文档节选:

PostgreSQL pg_bulkload speed test


本文将对比一下传统的数据导入和使用pg_bulkload数据导入的速度差别.
1. 使用普通的copy模式导入unlogged table.
2. 使用普通的copy模式导入logged table.
3. 使用pg_bulkload导入unlogged table.
4. 使用pg_bulkload导入logged table.
测试环境如下 : 
数据库编译参数 : 

pg93@db-172-16-3-150-> pg_config |grep CONFIG
CONFIGURE = '--prefix=/home/pg93/pgsql9.3.3' '--with-pgport=1922' '--with-perl' '--with-tcl' '--with-python' '--with-openssl' '--with-pam' '--without-ldap' '--with-libxml' '--with-libxslt' '--enable-thread-safety' '--with-wal-blocksize=64' '--with-blocksize=32' '--enable-dtrace' '--enable-debug' '--enable-cassert'

数据库配置 : 

listen_addresses = '0.0.0.0'            # what IP address(es) to listen on;
port = 1921                             # (change requires restart)
max_connections = 100                   # (change requires restart)
superuser_reserved_connections = 3      # (change requires restart)

任务要求: 请一字不改地返回 pg_bulkload 速度测试这篇文档中从“PostgreSQL pg_bulkload speed”到“3. 使用pg_bulkload导入unlogged table.”的内容，首尾两处都包括在内。

显示信息:
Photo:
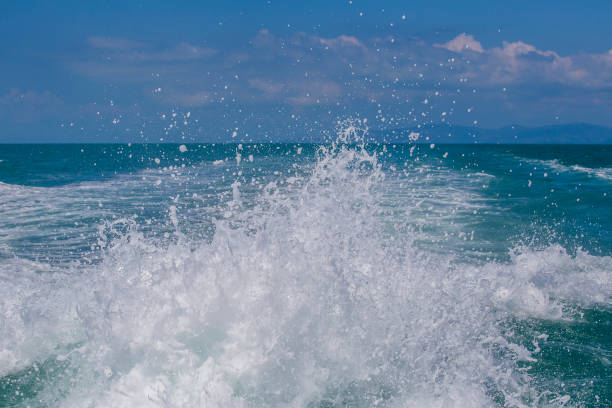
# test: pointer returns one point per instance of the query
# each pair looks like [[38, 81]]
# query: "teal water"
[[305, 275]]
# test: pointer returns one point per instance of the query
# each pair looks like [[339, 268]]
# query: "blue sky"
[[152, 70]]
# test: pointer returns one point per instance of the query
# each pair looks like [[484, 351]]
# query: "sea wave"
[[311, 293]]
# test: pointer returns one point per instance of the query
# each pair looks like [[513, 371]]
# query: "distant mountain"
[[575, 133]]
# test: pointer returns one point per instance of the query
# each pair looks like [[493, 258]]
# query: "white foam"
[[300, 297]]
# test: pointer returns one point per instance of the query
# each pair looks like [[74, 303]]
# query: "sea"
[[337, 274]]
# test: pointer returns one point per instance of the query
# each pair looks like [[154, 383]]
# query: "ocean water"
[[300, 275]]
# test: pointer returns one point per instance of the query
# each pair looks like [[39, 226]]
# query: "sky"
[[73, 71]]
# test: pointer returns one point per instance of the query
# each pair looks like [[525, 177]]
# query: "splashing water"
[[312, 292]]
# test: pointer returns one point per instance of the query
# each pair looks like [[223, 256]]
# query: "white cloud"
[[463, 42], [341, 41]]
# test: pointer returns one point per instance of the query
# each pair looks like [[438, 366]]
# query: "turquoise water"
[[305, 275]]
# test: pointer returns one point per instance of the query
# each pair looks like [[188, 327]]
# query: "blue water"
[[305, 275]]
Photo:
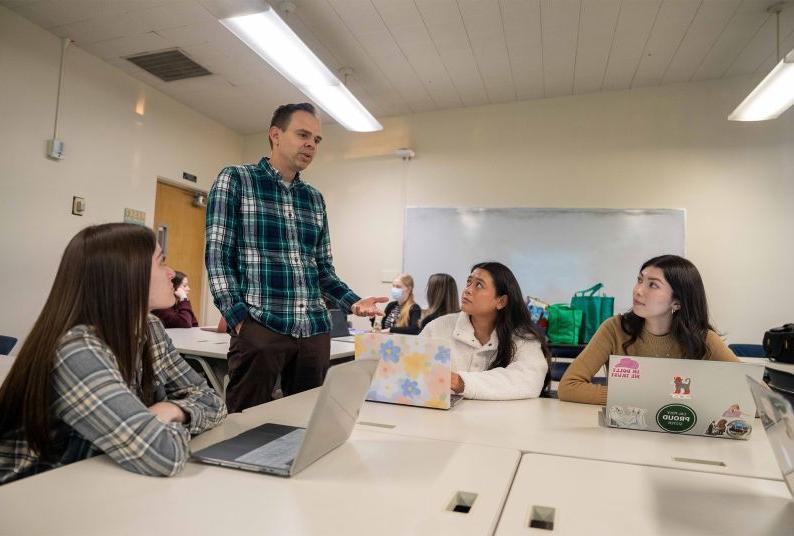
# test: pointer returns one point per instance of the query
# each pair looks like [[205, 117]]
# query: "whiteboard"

书面回答:
PostgreSQL pg_bulkload speed test


本文将对比一下传统的数据导入和使用pg_bulkload数据导入的速度差别.
1. 使用普通的copy模式导入unlogged table.
2. 使用普通的copy模式导入logged table.
3. 使用pg_bulkload导入unlogged table.